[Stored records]
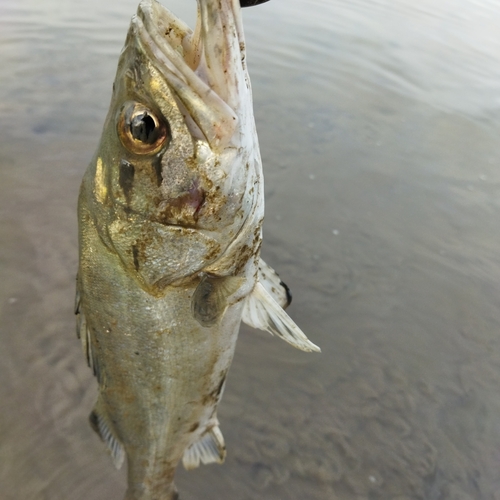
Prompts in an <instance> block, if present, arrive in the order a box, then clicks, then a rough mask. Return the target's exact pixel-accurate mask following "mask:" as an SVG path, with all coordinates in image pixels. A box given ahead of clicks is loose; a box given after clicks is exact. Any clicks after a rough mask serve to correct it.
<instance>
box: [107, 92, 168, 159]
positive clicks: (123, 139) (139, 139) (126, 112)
mask: <svg viewBox="0 0 500 500" xmlns="http://www.w3.org/2000/svg"><path fill="white" fill-rule="evenodd" d="M116 126H117V131H118V136H119V137H120V140H121V142H122V144H123V145H124V146H125V147H126V148H127V149H128V150H129V151H130V152H131V153H135V154H149V153H155V152H156V151H158V150H159V149H160V148H162V147H163V146H165V144H168V141H169V139H170V131H169V128H168V124H167V123H166V122H165V120H164V119H163V117H158V116H157V114H156V113H154V112H153V111H152V110H151V109H149V108H148V107H146V106H144V105H143V104H140V103H138V102H133V101H127V102H125V103H124V104H123V106H122V107H121V109H120V111H119V114H118V120H117V124H116Z"/></svg>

INSTRUCTIONS FOR THE TASK:
Please render the rows above as a numbered list, leaving out blank lines and the pictures.

SOLUTION FOR THIS EXERCISE:
1. Prompts in an <instance> block, if present, arrive in the order a box, then clicks, then a rough mask. Return the target's exact pixel-accurate mask following "mask:" as an SVG path, with all coordinates in image pixels. A box given ahead of clicks is loose; a box given after clicks is exact. Any clicks after a rough mask serve to correct it.
2. <instance>
3. box: [107, 92, 168, 159]
4. positive clicks: (123, 139) (139, 139) (126, 112)
5. mask: <svg viewBox="0 0 500 500" xmlns="http://www.w3.org/2000/svg"><path fill="white" fill-rule="evenodd" d="M116 126H117V131H118V136H119V137H120V140H121V142H122V144H123V145H124V146H125V147H126V148H127V149H128V150H129V151H130V152H131V153H135V154H149V153H155V152H156V151H158V150H159V149H160V148H162V147H163V146H165V144H168V141H169V139H170V131H169V128H168V124H167V123H166V122H165V120H164V119H163V117H158V116H157V114H156V113H154V112H153V111H152V110H151V109H149V108H148V107H146V106H144V105H143V104H140V103H138V102H133V101H127V102H125V103H124V104H123V106H122V107H121V109H120V111H119V114H118V120H117V124H116Z"/></svg>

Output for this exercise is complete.